◆ Written request ◆
Reproduce each of the rows below verbatim, character for character.

◆ Dataset entries ◆
[start]

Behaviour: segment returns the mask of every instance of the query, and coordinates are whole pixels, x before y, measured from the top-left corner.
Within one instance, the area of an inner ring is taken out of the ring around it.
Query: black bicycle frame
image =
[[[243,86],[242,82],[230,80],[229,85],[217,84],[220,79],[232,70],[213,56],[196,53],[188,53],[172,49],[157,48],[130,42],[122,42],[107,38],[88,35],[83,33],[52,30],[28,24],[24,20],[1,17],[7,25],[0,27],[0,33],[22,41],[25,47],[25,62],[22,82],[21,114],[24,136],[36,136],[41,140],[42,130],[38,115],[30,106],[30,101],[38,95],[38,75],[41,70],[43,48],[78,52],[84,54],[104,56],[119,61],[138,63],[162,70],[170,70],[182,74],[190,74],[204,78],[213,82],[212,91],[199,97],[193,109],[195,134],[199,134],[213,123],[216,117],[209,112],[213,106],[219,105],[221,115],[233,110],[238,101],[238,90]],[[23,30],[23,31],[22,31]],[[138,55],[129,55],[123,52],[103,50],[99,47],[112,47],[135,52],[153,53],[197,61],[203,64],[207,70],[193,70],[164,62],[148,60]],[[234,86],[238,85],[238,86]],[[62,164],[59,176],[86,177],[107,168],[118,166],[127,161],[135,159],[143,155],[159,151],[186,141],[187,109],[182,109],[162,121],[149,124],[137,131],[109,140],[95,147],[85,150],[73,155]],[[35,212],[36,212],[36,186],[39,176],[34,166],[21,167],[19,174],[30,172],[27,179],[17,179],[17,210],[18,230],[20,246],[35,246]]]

[end]

◆ Result of the task ◆
Behaviour: segment returns the mask of every instance of the query, and coordinates are whole pixels, x before y, measured from the top-left corner.
Within one instance, the area of an inner ring is taken out of the ring around it.
Query: black bicycle frame
image =
[[[243,86],[242,82],[230,80],[229,85],[217,84],[220,79],[232,70],[213,56],[196,53],[188,53],[172,49],[157,48],[130,42],[122,42],[107,38],[88,35],[83,33],[52,30],[28,24],[24,20],[1,17],[7,25],[0,27],[0,33],[22,41],[25,47],[25,62],[22,82],[21,114],[24,136],[36,136],[41,140],[42,130],[38,115],[30,106],[30,101],[38,95],[38,75],[41,70],[43,48],[78,52],[84,54],[104,56],[119,61],[138,63],[162,70],[170,70],[182,74],[190,74],[204,78],[213,82],[212,91],[199,97],[193,109],[195,134],[199,134],[213,123],[216,117],[209,112],[213,106],[219,105],[221,115],[233,110],[238,101],[238,90]],[[23,30],[23,31],[22,31]],[[138,55],[129,55],[123,52],[103,50],[99,47],[112,47],[135,52],[153,53],[197,61],[203,64],[207,70],[193,70],[164,62],[148,60]],[[234,86],[238,85],[238,86]],[[62,164],[59,176],[86,177],[107,168],[118,166],[127,161],[135,159],[143,155],[159,151],[186,141],[187,109],[182,109],[162,121],[149,124],[137,131],[109,140],[95,147],[85,150],[73,155]],[[35,212],[36,212],[36,186],[39,176],[34,166],[21,167],[19,174],[30,172],[27,179],[17,179],[17,210],[18,230],[20,246],[35,246]]]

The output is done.